Word for word, retype the lines from the one containing "green grass in the photo above." to the last line of the data below, both ends included.

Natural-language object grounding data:
***

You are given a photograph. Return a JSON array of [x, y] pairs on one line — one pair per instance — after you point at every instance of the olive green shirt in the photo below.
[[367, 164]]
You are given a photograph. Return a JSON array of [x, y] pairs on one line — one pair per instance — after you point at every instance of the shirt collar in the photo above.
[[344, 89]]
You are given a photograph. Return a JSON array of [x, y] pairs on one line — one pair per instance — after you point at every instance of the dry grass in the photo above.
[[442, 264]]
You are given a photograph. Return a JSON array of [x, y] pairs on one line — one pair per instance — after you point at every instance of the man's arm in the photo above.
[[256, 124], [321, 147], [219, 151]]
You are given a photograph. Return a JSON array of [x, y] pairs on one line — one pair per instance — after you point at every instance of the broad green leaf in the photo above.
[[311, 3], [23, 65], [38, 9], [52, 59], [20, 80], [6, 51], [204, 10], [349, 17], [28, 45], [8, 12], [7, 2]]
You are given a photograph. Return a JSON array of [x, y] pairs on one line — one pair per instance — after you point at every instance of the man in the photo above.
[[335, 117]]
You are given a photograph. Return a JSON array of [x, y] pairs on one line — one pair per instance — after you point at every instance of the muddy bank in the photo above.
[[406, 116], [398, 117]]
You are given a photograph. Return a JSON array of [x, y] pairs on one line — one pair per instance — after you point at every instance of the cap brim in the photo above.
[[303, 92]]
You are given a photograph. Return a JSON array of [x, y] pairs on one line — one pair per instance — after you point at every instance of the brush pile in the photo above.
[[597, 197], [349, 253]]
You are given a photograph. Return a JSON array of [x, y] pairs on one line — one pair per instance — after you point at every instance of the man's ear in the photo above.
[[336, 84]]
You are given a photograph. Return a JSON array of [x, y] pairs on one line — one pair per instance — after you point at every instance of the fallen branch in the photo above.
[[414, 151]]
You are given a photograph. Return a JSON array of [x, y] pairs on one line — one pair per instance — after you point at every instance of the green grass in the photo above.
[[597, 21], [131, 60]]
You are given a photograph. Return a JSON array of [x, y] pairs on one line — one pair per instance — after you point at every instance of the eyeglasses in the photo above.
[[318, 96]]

***

**Reply**
You are given a photograph. Return a JSON array of [x, y] pairs on one line — one pair per instance — after you point at every instance of the green grass in the photo above.
[[597, 21], [131, 60]]
You are given a photograph. Return a JSON array of [x, y] pairs on one line — one pair per instance — after you point at every instance of the eyeglasses in the photo above.
[[318, 96]]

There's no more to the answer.